Exercise instructions: Please output the entries below from the line that contains "Where can the forest be" through the final line, reproduced exactly and alone.

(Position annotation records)
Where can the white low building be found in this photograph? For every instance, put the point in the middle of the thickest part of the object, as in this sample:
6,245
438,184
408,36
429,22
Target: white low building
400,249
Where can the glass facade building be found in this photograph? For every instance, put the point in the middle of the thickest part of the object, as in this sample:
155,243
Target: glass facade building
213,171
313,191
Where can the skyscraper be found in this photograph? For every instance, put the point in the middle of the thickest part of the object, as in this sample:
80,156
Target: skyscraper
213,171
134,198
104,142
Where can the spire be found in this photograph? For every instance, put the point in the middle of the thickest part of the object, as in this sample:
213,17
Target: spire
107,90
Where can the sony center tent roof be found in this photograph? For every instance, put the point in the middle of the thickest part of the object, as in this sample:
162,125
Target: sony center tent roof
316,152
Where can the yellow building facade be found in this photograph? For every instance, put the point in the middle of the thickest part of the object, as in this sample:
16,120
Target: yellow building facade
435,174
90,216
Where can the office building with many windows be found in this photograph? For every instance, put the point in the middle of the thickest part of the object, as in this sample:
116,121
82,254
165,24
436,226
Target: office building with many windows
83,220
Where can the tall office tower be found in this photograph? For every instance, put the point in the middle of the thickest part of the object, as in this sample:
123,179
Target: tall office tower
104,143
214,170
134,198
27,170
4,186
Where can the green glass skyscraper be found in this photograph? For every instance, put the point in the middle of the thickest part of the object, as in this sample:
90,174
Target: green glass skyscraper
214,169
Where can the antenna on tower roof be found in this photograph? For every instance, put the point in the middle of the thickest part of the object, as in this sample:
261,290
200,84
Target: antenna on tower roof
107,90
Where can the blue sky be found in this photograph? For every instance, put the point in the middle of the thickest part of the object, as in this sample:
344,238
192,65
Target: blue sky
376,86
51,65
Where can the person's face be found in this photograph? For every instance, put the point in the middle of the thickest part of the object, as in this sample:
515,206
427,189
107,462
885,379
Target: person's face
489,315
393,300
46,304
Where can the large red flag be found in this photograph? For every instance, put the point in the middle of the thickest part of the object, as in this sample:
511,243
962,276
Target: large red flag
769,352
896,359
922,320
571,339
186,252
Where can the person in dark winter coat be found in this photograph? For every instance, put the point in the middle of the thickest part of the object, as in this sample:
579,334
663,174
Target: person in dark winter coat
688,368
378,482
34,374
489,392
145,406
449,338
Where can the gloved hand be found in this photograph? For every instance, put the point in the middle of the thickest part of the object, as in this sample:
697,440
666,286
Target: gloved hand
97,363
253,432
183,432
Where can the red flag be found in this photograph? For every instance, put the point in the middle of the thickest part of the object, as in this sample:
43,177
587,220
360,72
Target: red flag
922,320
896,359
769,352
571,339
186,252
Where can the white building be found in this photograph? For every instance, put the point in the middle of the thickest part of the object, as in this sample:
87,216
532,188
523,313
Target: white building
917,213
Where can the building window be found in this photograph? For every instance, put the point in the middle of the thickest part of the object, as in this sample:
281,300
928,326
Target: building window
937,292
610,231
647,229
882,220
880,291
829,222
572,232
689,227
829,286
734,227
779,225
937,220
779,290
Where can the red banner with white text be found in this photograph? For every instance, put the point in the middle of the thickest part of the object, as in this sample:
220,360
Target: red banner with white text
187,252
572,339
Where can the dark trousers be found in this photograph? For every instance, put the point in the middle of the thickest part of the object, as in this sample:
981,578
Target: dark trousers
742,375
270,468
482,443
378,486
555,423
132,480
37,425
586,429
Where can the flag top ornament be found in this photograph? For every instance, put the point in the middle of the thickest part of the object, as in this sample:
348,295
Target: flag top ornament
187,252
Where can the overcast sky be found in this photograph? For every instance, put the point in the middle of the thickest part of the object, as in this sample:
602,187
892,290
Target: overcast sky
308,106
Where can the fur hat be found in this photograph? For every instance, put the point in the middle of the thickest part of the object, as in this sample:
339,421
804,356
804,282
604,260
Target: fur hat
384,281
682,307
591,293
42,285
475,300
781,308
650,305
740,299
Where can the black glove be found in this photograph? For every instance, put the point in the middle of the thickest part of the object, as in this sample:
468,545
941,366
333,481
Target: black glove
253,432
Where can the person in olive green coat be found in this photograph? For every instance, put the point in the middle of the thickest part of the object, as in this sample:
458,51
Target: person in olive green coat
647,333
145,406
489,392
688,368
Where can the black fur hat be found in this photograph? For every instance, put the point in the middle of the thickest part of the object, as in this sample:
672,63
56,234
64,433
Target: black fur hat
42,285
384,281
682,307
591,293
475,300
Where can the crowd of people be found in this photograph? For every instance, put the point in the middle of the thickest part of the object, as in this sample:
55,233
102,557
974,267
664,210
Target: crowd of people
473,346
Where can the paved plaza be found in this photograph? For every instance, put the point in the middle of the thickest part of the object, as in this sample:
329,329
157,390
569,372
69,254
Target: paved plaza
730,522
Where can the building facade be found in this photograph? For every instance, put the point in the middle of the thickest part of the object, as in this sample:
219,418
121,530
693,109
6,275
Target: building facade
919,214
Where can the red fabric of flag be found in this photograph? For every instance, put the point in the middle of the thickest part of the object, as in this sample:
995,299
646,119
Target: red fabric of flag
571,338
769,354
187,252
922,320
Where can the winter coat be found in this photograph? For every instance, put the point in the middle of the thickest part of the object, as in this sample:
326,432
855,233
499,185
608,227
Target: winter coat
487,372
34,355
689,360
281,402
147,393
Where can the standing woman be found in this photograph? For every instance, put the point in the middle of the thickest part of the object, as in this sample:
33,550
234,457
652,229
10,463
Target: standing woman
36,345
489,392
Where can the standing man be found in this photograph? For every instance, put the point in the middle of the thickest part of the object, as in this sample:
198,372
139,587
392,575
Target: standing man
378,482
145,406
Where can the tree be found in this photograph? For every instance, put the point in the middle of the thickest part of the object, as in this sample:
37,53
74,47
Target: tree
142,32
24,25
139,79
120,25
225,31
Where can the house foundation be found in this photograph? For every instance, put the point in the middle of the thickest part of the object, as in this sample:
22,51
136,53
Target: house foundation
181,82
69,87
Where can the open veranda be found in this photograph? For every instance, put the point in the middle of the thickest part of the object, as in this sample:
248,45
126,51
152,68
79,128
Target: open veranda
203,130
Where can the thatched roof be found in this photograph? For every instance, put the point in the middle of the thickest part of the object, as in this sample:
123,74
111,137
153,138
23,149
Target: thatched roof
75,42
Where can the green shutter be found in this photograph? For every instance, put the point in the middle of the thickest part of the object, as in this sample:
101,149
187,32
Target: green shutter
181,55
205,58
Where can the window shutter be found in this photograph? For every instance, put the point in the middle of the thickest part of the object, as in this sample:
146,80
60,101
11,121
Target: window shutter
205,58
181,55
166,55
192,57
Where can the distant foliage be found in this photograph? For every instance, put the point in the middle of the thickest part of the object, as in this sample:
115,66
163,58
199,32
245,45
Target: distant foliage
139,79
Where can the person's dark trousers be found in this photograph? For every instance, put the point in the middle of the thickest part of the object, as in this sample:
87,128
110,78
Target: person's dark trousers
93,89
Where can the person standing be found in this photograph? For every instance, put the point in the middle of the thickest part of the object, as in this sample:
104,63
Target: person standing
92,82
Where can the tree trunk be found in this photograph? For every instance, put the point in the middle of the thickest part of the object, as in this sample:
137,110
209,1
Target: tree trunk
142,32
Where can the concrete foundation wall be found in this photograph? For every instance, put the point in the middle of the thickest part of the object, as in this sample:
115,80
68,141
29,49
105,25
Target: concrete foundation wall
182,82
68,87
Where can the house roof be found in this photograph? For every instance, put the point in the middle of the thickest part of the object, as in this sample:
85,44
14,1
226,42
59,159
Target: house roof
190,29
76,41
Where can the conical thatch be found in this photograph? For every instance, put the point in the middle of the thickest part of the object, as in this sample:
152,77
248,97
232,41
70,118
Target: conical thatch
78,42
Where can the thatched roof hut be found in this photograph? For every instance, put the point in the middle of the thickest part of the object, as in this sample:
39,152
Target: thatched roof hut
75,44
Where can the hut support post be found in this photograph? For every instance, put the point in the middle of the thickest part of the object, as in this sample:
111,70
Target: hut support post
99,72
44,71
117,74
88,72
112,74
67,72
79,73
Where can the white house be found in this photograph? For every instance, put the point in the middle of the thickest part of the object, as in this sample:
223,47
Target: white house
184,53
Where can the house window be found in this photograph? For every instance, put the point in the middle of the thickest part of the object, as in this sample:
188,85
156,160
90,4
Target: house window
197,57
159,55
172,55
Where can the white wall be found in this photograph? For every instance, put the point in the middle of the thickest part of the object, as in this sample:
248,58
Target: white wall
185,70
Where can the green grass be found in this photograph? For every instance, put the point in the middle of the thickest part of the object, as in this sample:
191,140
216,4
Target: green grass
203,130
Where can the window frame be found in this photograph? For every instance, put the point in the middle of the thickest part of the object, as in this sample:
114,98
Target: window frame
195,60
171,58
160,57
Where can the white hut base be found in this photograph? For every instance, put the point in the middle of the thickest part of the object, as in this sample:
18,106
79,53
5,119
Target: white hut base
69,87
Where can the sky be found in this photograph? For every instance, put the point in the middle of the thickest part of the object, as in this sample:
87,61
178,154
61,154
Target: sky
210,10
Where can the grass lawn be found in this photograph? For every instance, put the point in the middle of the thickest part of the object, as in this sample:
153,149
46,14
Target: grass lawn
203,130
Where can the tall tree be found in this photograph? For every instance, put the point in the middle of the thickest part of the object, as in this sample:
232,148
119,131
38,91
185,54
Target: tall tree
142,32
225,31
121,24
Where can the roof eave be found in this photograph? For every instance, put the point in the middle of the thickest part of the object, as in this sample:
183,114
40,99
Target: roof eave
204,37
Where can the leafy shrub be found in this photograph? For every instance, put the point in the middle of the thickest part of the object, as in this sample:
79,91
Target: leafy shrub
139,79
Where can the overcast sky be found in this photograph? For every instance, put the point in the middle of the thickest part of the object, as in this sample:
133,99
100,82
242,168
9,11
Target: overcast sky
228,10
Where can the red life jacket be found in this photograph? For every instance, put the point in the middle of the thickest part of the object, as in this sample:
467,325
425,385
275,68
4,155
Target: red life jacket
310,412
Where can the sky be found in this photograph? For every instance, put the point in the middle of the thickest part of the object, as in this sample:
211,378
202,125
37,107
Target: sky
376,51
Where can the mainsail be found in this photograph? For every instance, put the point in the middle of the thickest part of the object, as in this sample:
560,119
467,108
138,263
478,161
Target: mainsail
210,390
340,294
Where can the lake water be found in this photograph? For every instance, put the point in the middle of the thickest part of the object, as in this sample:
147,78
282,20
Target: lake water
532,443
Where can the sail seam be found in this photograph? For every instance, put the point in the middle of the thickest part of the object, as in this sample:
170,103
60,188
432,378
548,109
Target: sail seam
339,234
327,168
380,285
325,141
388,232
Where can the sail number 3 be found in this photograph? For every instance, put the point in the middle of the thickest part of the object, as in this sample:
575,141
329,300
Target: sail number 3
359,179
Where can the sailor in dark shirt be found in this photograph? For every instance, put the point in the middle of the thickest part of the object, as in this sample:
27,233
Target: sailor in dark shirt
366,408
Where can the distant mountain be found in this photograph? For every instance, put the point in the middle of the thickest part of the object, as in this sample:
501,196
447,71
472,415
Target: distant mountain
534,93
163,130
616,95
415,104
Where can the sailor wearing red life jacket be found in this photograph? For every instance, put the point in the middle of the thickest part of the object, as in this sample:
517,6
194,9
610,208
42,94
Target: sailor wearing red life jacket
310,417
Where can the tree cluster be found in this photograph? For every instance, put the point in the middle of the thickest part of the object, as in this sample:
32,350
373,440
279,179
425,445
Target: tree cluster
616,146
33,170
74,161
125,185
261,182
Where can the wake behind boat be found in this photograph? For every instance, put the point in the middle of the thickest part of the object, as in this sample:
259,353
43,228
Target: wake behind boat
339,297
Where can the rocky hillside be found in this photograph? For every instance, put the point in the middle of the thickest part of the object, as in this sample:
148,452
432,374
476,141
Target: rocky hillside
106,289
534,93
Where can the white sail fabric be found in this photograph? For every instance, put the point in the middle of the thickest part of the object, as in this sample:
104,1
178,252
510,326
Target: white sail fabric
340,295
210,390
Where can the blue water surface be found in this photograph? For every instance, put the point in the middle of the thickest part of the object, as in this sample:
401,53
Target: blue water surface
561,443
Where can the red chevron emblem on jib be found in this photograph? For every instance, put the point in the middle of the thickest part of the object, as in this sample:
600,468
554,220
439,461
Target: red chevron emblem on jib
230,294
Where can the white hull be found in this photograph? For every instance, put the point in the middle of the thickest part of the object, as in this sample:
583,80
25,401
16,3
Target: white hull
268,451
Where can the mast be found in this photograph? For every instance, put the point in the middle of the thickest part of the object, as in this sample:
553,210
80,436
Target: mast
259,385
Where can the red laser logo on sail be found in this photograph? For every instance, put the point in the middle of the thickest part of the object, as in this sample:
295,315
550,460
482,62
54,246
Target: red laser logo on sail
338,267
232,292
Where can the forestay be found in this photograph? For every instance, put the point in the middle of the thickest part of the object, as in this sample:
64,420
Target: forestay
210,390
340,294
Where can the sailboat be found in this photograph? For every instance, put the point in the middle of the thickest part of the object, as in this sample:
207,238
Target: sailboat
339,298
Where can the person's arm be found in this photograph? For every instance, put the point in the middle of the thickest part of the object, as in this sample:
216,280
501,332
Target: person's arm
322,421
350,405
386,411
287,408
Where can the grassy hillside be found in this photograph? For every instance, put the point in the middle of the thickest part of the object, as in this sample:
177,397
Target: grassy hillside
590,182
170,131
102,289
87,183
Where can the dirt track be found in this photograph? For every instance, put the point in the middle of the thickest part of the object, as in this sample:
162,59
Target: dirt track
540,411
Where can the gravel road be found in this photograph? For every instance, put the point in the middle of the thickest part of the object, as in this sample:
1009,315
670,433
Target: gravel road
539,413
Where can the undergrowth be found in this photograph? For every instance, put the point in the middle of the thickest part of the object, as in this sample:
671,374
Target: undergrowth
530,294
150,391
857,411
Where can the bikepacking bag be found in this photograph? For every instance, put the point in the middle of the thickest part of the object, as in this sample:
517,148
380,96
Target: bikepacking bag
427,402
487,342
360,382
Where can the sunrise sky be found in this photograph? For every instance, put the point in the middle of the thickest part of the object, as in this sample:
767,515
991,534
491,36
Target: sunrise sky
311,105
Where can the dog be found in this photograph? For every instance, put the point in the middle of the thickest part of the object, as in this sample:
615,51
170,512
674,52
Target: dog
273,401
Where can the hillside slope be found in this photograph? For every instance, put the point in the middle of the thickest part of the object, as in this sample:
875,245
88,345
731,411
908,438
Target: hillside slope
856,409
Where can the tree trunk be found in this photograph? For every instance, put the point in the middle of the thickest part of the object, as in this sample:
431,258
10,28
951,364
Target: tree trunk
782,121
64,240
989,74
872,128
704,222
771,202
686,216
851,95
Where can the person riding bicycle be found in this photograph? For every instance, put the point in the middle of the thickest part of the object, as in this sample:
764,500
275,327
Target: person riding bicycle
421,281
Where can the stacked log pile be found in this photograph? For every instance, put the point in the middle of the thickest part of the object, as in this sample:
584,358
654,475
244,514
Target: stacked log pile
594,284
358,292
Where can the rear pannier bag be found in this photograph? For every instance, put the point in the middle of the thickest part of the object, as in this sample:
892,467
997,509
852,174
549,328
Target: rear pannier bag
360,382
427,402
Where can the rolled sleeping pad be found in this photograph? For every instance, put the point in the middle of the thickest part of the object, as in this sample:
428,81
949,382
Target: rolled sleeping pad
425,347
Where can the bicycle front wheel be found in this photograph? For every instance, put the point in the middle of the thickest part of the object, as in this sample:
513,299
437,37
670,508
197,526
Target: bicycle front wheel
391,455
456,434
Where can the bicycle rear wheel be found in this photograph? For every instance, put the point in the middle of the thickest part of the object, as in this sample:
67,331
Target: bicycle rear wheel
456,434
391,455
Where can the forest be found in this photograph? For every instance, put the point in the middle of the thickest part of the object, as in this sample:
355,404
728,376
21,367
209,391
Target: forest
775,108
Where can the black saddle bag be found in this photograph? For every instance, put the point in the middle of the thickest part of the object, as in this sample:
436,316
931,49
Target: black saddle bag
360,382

Task answer:
Where can the forest be found in this photograph? For every instance, put the point in the middle of the thickest part of the object, as in this sample:
355,404
728,376
21,367
209,391
Target: forest
775,108
Where can the black saddle bag be found in this photograph? For every instance, put the point in the middle of the thickest part of the object, as in this sample:
436,316
931,49
Target: black saddle bag
360,382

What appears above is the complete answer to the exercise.